(Referring expression pointing data)
┄┄┄┄┄┄

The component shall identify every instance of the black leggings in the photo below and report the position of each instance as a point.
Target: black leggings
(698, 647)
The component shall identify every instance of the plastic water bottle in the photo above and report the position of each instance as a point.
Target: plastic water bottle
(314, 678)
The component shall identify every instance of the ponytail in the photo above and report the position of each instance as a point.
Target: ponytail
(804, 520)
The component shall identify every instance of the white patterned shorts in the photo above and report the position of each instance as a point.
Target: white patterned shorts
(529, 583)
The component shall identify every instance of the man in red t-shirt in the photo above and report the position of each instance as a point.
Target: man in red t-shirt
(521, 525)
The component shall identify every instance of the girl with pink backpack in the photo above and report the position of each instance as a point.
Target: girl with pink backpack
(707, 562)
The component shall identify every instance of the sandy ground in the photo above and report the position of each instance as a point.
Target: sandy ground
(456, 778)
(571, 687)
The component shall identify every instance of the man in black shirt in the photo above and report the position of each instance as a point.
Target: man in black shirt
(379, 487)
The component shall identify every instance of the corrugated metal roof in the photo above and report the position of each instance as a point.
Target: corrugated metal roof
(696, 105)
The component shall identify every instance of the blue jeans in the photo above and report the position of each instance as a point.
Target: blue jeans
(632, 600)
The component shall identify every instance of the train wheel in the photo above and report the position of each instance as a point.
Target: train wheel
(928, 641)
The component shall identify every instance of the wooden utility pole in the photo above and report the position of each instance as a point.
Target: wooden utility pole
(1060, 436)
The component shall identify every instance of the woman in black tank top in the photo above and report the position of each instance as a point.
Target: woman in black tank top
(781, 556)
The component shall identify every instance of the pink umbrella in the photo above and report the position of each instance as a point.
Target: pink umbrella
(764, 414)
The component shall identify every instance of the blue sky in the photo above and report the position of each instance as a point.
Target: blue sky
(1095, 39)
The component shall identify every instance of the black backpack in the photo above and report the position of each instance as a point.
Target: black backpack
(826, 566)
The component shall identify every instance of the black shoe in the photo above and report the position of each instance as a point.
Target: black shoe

┄┄┄┄┄┄

• **Task statement**
Would you transcribe all of the data, keeping each line exact?

• **Exercise result**
The component shall identify every instance of the black leggings in the photo below and report the position of each instance as a point.
Target: black leggings
(698, 647)
The component shall identify every instance of the plastic water bottle in the photo above and report the position of each instance as a point.
Target: plastic water bottle
(314, 678)
The component shall identify every instance of the ponytail in the photo above and report the position of each instance as a point.
Target: ponytail
(804, 520)
The component shall identify every instance of the white patterned shorts in the photo above and report the position of each instance as a point.
Target: white patterned shorts
(529, 583)
The component shall identify every instance of the man in red t-shirt in the photo above and report the position of each instance as a point.
Target: man in red t-shirt
(521, 525)
The component shall identify every instance of the girl with pink backpack in the photo above and report the position of each instance as a point.
Target: girl with pink backpack
(707, 562)
The component shall identify every instance of the sandy ground in the photo above and report the position of each instance as a point.
Target: sandy ground
(456, 778)
(571, 687)
The component shall identify every instance of the man in black shirt in the photo above and report the position of each instance as a point.
Target: man in black shirt
(379, 487)
The component shall identify every instance of the corrugated metal roof in the photo above and report the position of each instance as a point.
Target: corrugated metal roof
(696, 105)
The component shall identify every instance of the blue jeans in the photo above and report the position of each instance as a point.
Target: blue jeans
(632, 600)
The component shall identify every instance of the train wheel in the photo above and report the position of each instance as a point.
Target: train wheel
(928, 641)
The component shall identify every instance of the wooden utility pole in the photo above and report the position of each instance as a point.
Target: wooden utility pole
(1060, 436)
The component shall identify every instance of the woman in black tank top in the photo above and report the position of each instance as a point.
Target: woman in black tank top
(781, 556)
The component shall identify every instance of the pink umbrella in the photo above and report the position of each instance as a point.
Target: pink umbrella
(764, 414)
The component shall identify every instance of the blue sky in the photo above and report the position of each instance as a point.
Target: blue sky
(1095, 39)
The component shall identify every instance of the black backpack in the photo above and report the position of each instance as a point.
Target: black backpack
(826, 566)
The component shall identify every instance of the black shoe in the photo above and report the position of each instance as a point.
Target: black shoe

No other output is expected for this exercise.